> [TASK INSTRUCTIONS] Please quote only the lines that start at the one with "label the corrugated" and go on to the last line of the data, both ends kept.
----
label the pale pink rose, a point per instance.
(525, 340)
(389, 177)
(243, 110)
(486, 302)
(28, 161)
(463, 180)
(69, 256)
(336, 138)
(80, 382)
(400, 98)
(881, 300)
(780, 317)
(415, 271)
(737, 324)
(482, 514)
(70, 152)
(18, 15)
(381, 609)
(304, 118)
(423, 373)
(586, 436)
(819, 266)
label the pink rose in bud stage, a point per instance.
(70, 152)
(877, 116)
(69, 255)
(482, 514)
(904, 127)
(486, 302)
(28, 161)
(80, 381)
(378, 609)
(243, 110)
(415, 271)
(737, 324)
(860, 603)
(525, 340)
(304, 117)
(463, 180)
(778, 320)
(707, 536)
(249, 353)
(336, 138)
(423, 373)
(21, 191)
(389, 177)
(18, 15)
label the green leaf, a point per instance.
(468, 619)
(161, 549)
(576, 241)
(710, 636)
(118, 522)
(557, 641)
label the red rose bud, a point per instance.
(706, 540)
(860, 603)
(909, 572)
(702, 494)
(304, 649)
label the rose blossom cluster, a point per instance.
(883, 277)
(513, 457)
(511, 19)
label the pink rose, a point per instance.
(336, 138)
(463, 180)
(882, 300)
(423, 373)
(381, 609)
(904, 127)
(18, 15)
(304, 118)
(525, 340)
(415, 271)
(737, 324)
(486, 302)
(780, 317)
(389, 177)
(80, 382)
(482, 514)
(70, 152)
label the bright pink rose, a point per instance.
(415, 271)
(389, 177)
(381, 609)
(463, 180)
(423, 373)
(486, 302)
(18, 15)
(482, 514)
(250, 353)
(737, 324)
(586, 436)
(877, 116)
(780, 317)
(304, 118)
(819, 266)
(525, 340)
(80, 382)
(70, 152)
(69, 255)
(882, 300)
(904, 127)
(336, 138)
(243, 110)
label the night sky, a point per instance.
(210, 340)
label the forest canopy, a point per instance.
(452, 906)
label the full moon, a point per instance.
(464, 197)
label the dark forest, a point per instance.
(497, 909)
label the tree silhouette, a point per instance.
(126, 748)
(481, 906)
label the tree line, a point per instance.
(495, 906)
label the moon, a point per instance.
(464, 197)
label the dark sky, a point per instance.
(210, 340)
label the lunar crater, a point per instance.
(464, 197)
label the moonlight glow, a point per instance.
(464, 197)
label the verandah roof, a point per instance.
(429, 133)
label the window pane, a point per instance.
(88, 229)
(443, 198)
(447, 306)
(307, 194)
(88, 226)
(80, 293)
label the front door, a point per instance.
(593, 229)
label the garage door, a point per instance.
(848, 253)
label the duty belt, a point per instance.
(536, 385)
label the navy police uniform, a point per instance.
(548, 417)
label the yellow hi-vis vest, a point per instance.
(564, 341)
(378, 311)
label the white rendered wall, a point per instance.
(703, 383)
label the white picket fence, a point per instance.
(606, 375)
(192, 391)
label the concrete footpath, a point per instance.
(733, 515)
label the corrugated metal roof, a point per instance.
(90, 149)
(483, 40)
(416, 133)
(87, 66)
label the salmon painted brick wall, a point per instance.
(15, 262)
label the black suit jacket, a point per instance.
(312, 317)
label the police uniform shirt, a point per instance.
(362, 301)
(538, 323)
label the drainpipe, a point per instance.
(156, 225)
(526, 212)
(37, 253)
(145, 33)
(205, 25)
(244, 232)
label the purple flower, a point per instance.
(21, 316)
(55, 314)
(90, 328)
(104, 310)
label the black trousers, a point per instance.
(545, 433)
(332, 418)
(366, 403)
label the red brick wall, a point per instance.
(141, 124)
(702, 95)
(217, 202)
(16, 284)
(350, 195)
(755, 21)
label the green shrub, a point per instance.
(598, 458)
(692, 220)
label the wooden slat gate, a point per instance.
----
> [FINISHED ANSWER]
label the corrugated metal roof, a point per instance.
(90, 149)
(483, 40)
(416, 133)
(87, 66)
label the salmon painted brick wall, a point per instance.
(15, 262)
label the black suit jacket, a point per instance.
(312, 317)
label the police uniform shirt, a point per instance.
(362, 301)
(538, 323)
label the drainpipe, a point per instance.
(156, 225)
(526, 212)
(37, 253)
(145, 33)
(205, 25)
(244, 232)
label the purple flower, a point per instance.
(21, 316)
(55, 314)
(90, 328)
(104, 310)
label the black trousers, a point per instance.
(545, 433)
(332, 418)
(366, 403)
label the red brick wall, a point per instance.
(141, 124)
(702, 95)
(217, 202)
(16, 284)
(350, 195)
(755, 21)
label the green shrub, a point per instance.
(598, 458)
(692, 220)
label the wooden slat gate, a point per instance.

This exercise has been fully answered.